WHAT TO DO
Convert every line of the records below into a JSON list of strings, one string per line, leaving out any blank lines.

DATA ENTRIES
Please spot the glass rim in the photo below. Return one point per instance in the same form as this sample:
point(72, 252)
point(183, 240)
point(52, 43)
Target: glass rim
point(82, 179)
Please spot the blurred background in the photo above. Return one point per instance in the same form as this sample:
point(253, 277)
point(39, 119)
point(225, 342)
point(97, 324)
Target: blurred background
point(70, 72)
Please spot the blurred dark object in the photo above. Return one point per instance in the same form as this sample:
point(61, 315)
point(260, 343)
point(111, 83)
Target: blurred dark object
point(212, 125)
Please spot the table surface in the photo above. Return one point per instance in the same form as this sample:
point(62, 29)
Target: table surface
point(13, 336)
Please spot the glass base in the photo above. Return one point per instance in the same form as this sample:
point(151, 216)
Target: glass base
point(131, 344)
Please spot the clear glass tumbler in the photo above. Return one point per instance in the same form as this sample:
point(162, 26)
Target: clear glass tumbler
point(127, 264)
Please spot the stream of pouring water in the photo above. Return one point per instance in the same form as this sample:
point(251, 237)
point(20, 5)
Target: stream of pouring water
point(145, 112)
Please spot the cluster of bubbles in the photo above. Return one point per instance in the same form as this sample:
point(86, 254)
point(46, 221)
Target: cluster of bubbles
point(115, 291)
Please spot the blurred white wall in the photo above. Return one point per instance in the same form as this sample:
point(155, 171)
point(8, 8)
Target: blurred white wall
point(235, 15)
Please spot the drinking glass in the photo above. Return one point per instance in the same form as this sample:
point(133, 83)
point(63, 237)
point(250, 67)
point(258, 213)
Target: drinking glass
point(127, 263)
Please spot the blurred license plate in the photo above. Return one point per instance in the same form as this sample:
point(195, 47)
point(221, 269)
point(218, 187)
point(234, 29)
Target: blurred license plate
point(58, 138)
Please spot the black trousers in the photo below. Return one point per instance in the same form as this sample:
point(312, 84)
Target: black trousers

RESPONSE TO THIS EXERCISE
[
  "Please spot the glass rim in the photo below. Return one point per instance in the same form as this sample:",
  "point(72, 252)",
  "point(183, 240)",
  "point(52, 43)",
  "Target: glass rim",
  "point(82, 179)",
  "Please spot the blurred background in the photo above. Return one point per instance in the same form as this sample:",
  "point(253, 277)",
  "point(39, 119)",
  "point(225, 342)",
  "point(97, 324)",
  "Target: blurred background",
  "point(70, 72)",
  "Please spot the blurred dark object in the photo above. Return one point per instance in the same form as this sample:",
  "point(61, 315)",
  "point(260, 343)",
  "point(111, 83)",
  "Target: blurred dark object",
  "point(212, 125)",
  "Please spot the table surface in the photo above. Return one point per instance in the same form as this sample:",
  "point(62, 29)",
  "Target: table surface",
  "point(13, 336)",
  "Please spot the glass base in the photo above. Return one point per instance in the same form as this sample:",
  "point(151, 216)",
  "Target: glass base",
  "point(131, 344)",
  "Please spot the clear glass tumbler in the photo above. Return one point per instance in the same form as this sample:",
  "point(162, 26)",
  "Target: clear glass tumbler",
  "point(127, 264)",
  "Please spot the stream of pouring water in the photo above. Return one point per instance in the same form as this sample:",
  "point(251, 237)",
  "point(20, 5)",
  "Target: stream of pouring water",
  "point(145, 112)",
  "Please spot the cluster of bubbles in the photo above. Return one point per instance in the same form as this sample:",
  "point(86, 254)",
  "point(46, 221)",
  "Target: cluster of bubbles",
  "point(115, 291)",
  "Please spot the blurred white wall in the photo above. Return one point per instance in the same form as this sample:",
  "point(155, 171)",
  "point(8, 8)",
  "Target: blurred white wall",
  "point(235, 15)",
  "Please spot the drinking glass in the photo above. Return one point per instance in the same form as this sample:",
  "point(133, 83)",
  "point(63, 237)",
  "point(250, 67)",
  "point(258, 213)",
  "Target: drinking glass",
  "point(127, 263)",
  "Please spot the blurred license plate in the photo above. Return one point per instance in the same form as this sample:",
  "point(195, 47)",
  "point(221, 269)",
  "point(218, 187)",
  "point(234, 29)",
  "Target: blurred license plate",
  "point(58, 138)",
  "Please spot the black trousers in the photo below. Return one point per instance in the same form as this sample:",
  "point(312, 84)",
  "Target: black trousers"
]